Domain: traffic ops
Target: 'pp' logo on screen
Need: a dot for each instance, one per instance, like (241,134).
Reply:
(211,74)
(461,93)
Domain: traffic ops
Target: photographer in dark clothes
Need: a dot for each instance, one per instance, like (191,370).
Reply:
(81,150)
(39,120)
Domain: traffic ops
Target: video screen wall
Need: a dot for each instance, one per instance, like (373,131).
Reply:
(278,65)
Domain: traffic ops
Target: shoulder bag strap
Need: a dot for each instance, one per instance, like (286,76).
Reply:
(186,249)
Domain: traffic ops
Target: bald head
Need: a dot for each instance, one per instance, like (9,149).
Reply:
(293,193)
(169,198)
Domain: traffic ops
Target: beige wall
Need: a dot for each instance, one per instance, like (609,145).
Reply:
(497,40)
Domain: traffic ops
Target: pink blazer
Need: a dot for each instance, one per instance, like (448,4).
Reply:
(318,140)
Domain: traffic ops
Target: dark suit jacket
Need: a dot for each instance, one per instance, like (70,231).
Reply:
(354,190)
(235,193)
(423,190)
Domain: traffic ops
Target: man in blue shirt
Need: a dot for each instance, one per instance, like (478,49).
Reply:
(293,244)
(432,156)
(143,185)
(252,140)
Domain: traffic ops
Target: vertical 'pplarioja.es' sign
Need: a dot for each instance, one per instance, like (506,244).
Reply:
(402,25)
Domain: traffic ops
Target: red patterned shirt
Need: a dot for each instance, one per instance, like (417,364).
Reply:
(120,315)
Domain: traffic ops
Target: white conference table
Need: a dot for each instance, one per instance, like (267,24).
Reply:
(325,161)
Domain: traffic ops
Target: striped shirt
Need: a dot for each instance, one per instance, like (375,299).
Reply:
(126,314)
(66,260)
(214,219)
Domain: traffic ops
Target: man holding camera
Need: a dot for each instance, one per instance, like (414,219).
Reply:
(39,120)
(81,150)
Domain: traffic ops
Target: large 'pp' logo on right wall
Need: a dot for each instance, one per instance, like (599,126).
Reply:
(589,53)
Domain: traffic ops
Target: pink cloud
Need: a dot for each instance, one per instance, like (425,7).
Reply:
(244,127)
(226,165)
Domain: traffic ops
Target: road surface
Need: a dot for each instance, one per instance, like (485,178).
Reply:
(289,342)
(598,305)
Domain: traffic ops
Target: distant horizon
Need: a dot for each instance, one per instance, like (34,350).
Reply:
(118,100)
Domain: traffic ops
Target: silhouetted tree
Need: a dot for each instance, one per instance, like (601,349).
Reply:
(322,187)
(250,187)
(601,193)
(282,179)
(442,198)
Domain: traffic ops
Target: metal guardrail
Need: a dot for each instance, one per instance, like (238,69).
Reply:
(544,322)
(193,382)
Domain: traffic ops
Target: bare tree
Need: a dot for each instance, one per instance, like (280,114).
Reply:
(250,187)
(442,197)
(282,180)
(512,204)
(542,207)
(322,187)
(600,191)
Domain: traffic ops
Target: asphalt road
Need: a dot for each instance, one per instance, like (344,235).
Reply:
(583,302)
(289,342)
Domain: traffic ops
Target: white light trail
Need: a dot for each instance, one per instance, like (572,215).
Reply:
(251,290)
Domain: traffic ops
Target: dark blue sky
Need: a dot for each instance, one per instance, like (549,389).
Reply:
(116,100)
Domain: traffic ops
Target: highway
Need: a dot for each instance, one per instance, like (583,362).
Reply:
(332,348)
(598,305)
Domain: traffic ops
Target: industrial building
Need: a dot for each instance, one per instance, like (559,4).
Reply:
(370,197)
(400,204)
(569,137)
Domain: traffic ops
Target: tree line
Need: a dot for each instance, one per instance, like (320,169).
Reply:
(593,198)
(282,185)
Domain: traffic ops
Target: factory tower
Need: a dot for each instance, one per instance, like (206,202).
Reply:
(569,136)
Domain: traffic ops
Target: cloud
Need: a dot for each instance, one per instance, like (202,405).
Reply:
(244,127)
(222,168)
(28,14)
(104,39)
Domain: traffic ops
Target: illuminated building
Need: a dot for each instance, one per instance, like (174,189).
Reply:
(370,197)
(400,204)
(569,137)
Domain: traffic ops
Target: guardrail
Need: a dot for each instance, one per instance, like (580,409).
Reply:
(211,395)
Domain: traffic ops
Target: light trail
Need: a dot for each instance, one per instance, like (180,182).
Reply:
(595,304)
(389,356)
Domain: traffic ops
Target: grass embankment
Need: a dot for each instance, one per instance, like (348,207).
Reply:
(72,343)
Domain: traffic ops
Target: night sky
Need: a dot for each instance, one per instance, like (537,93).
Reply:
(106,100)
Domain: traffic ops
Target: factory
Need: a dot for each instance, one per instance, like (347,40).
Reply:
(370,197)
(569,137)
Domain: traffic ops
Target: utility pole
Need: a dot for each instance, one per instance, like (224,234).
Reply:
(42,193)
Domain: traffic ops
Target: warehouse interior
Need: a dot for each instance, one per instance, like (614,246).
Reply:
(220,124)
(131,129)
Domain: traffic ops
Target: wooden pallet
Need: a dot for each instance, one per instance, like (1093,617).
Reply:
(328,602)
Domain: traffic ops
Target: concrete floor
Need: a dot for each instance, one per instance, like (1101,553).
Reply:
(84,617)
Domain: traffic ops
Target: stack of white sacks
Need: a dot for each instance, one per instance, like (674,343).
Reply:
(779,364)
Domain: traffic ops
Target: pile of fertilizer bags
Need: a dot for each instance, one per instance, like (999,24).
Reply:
____
◆ **ABOUT THIS EXERCISE**: Find the string "logo" in the data. Report each line it appears in.

◆ **ANSWER FOR THIS EXERCISE**:
Target: 'pp' logo on screen
Target: large 'pp' logo on right wall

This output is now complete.